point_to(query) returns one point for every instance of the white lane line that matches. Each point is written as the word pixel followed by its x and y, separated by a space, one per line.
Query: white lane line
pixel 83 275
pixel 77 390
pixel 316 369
..............................
Prompt | Transcribe each entry. Leave nothing out.

Task response |
point_to(query) returns one point for every instance of the white lane line that matches. Each point is written as the word pixel followed by its x and y, separated by a space, one per line.
Query: white lane line
pixel 83 275
pixel 77 390
pixel 316 369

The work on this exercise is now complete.